Hadrien, Empereur romain, sentant sa mort venir, écrit à Marc-Aurèle dont il a fait son successeur mais qui ne lui est pas très proche, afin de lui transmettre le bilan de sa vie et de son œuvre et dans l'espoir qu'il puisse tirer profit de son expérience d'empereur et d'homme. Évidemment, c'est pour lui même aussi qu'il écrit et raconte, comme on met ses affaires en ordre avant d'entreprendre un voyage.
"Peu à peu, cette lettre commencée pour t'informer des progrès de mon mal est devenue le délassement d'un homme qui n'a plus l'énergie nécessaire pour s'appliquer longuement aux affaires de l'état, la méditation écrite d'un malade qui donne audience à ses souvenirs. Je me propose maintenant davantage: j'ai formé le projet de te raconter ma vie."

"Mémoires d'Hadrien" peut sans conteste être rangé dans les romans historiques, s'il faut à toute force lui trouver une place dans le classement d'une bibliothèque, et c'est à ce titre que l'on a critiqué l'énorme part d'elle même que M. Yourcenar y avait mis; car plus encore que Flaubert n'était Bovary, Yourcenar est Hadrien et ce livre dépasse les bornes du roman historique pour devenir une réflexion sur l'homme, sur l'humanité.
"Comme tout le monde, je n'ai à mon service que trois moyens d'évaluer l'existence humaine: l'étude de soi, la plus difficile et la plus dangereuse, mais aussi la plus féconde des méthodes; l'observation des hommes, qui s'arrangent le plus souvent pour nous cacher leurs secrets ou pour nous faire croire qu'ils en ont; les livres, avec les erreurs particulières de perspective qui naissent entre leurs lignes."

Objectif de l'exercice. Rédigez la suite du texte sur les Mémoires d'Hadrien en reprenant juste après sa dernière phrase.

Liste des données.
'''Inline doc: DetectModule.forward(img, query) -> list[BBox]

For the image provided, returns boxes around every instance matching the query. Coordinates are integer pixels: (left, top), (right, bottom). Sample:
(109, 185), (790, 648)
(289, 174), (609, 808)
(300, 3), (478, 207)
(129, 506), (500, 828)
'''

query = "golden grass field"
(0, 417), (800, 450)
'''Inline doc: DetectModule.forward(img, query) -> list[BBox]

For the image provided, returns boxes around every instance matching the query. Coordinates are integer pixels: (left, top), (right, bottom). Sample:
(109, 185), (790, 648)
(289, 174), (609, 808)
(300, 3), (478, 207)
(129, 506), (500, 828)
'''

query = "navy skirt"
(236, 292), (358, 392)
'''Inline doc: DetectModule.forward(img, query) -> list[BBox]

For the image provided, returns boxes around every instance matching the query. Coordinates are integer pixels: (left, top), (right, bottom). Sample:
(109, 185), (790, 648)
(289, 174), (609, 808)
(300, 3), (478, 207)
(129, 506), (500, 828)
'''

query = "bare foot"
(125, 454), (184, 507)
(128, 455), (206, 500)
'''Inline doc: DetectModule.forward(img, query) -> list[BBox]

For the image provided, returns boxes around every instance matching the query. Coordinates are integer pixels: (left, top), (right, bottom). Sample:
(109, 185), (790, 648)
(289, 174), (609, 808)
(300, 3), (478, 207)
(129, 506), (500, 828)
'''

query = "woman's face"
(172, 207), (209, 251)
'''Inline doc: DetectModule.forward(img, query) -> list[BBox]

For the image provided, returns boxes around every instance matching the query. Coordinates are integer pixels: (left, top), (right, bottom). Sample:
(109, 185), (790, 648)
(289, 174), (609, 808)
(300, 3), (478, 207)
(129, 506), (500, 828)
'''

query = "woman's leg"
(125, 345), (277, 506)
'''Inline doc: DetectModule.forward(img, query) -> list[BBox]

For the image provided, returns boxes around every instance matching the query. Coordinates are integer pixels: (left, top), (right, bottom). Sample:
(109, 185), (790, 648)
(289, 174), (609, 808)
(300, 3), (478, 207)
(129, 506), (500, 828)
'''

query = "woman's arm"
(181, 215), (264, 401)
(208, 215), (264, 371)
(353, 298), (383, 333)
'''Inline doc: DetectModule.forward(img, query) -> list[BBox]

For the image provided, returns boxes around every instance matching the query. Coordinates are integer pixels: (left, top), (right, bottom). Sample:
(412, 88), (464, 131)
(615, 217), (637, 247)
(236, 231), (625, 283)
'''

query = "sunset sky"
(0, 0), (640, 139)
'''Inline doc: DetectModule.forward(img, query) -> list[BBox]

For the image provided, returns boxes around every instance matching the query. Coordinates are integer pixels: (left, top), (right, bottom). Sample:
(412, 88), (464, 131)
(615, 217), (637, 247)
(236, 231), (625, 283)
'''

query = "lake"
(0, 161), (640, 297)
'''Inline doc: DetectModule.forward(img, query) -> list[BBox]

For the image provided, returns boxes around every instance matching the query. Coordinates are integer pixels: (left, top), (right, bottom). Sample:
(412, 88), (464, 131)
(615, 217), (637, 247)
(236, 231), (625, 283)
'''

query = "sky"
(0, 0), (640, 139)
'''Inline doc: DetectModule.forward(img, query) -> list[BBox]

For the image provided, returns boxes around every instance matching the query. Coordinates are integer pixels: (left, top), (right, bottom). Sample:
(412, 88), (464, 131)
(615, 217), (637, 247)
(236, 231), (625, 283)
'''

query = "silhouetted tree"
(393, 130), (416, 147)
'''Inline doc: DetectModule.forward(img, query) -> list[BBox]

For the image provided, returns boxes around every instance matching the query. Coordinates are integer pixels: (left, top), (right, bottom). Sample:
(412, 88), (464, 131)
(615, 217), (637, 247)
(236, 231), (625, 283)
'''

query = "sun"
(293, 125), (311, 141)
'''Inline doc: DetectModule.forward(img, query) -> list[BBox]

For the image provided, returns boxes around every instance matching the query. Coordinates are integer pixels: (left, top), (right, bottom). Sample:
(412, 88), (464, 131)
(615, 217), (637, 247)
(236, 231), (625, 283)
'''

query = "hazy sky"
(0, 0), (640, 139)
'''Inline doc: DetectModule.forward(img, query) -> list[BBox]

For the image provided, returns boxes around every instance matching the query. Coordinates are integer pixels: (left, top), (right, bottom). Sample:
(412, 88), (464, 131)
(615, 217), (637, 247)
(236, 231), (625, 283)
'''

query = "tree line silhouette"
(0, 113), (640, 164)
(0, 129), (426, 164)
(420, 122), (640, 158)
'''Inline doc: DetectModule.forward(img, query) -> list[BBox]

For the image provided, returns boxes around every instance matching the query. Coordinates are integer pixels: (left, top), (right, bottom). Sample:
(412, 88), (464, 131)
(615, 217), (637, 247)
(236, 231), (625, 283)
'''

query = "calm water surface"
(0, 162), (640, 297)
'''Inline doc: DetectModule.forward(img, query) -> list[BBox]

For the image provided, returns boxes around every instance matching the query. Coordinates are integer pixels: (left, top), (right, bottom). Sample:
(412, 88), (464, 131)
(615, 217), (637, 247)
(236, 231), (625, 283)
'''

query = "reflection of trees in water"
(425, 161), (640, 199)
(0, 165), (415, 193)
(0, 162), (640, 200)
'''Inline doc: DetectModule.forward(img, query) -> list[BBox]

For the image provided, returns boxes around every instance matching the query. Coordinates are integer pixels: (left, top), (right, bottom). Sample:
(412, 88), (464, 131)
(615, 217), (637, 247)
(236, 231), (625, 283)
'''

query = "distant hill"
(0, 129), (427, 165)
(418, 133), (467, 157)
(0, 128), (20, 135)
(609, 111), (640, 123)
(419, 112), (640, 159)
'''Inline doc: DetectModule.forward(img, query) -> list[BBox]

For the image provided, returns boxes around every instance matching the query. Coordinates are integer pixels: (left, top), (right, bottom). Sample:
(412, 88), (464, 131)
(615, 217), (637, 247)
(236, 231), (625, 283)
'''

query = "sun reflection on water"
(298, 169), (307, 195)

Résultat.
Utilisant ces trois moyens, c'est une réflexion précise et serrée à laquelle vont se livrer Hadrien-Marguerite avec le but déclaré d'utiliser toutes les expériences qu'ils auront pu faire et toutes les capacités de leur esprit pour approcher cette connaissance de l’humain. Hadrien reprend sa propre histoire depuis sa jeunesse, la raconte, en explique les leviers secrets comme il ne l'a encore jamais fait et nous donne à voir ce qu'il fut, ce qu'il est: un empereur qui voulut la raison et la paix, assez fort pour les imposer toutes deux, assez souple et intelligent pour leur assurer la durée, un homme marqué par sa "haine du désordre" et en particulier le gaspillage de vies humaines, mais n'hésitant pas à tuer quand il l'estime nécessaire à la réalisation de son projet qu'il surveille dans ses grandes lignes comme dans les plus petits détails. Car Hadrien est porté par un projet. Il a une idée haute et précise de ce qu'il doit réaliser et se juge par rapport à la progression vers ce but. C'est un homme exigeant envers lui-même d'abord et envers les autres ensuite. A travers ce trait dominant de sa personnalité, M. Yourcenar se dit elle-même.

Rédigé dans une langue littéraire soutenue, ce roman témoigne de l'énorme culture classique de son auteur, ce que l'on appelait autrefois "avoir fait ses Humanités" prend chez elle une signification superlative. Je pense que nous
n'avons plus maintenant l'équivalent, raison de plus pour observer et admirer.

En conclusion : "Il y a plus d'une sagesse et toutes sont nécessaires au monde; il n'est pas mauvais qu'elles alternent."